WHAT YOU ARE ASKED TO DO >> Copy all the records below word for word, but leave out the picture.

____________

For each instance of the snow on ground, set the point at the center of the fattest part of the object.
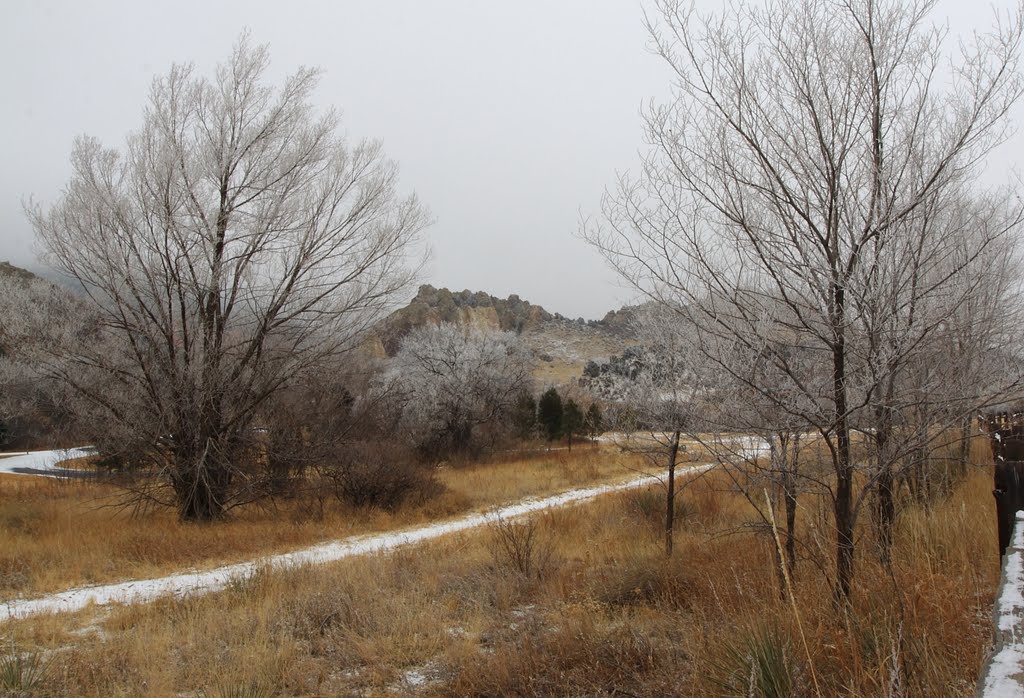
(1004, 673)
(43, 463)
(141, 591)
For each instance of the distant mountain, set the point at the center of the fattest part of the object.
(562, 346)
(8, 269)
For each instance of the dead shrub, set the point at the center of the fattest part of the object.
(383, 475)
(521, 546)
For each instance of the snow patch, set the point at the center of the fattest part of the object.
(142, 591)
(1004, 673)
(43, 463)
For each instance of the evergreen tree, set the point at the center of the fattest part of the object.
(594, 422)
(549, 415)
(524, 417)
(572, 420)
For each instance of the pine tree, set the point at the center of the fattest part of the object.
(549, 413)
(572, 420)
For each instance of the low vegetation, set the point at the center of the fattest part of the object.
(59, 534)
(580, 601)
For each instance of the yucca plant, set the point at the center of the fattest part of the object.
(758, 665)
(22, 673)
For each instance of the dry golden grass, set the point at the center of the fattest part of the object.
(56, 534)
(599, 612)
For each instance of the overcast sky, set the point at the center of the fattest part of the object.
(507, 118)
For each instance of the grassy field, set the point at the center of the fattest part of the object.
(55, 534)
(581, 602)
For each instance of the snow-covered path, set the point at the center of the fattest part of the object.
(42, 463)
(212, 580)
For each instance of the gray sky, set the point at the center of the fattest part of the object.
(507, 118)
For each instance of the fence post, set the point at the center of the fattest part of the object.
(1008, 450)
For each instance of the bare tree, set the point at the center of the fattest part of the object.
(459, 381)
(657, 391)
(236, 243)
(807, 143)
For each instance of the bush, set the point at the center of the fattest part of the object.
(521, 547)
(372, 474)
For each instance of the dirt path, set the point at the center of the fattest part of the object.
(142, 591)
(44, 463)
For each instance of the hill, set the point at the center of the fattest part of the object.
(563, 346)
(9, 270)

____________

FULL RESPONSE >>
For each instance of the snow on ground, set the point at the center of the fattest part of the object.
(1004, 673)
(43, 463)
(141, 591)
For each instance of the distant mountain, set the point at the center of the fattest part of the object.
(562, 346)
(8, 269)
For each instance of the dead shrub, set the point at the center of the fattest part of the object.
(383, 475)
(521, 546)
For each instance of the snow patch, set the point at the center of the fattest part of the object.
(142, 591)
(1004, 673)
(43, 463)
For each instance of the evergreen tree, set the point at the center of the fattest part of the object.
(594, 422)
(549, 415)
(524, 417)
(572, 420)
For each instance of the pine tree, set the point at the center of the fattest part of the object.
(549, 413)
(572, 420)
For each instance of the low vegetation, set the point at the center of the fattest part of the object.
(59, 534)
(580, 601)
For each instance of the yucca plant, set the point at the center of the fattest part of the object.
(758, 665)
(22, 673)
For each instance of the dry golden grass, set the point at the center of the fattest part of the object.
(56, 534)
(599, 612)
For each instance of the overcast sky, set the point at the center of the fattest part of the object.
(507, 118)
For each instance of the grassy field, set the point at the center of the fattest part of the object.
(55, 534)
(581, 602)
For each instance of the snow-covered path, set the point at the center of the fattest part of the object.
(42, 463)
(212, 580)
For each instance of the gray sky, set the point at the center of the fattest part of the object.
(507, 118)
For each instance of the fence post, set the point at the center of the fattest part of the object.
(1008, 450)
For each instance of the bare tree, set the point at the center of the fattest part of the object.
(459, 381)
(657, 391)
(236, 243)
(807, 143)
For each instance of the bush, set the point at the center of the fattest part of the object.
(521, 547)
(372, 474)
For each instance of the dirt path, set the point at the center of the fattest part of the object.
(142, 591)
(44, 463)
For each instance of the hill, set the point at the center of the fattest part of the object.
(563, 346)
(9, 270)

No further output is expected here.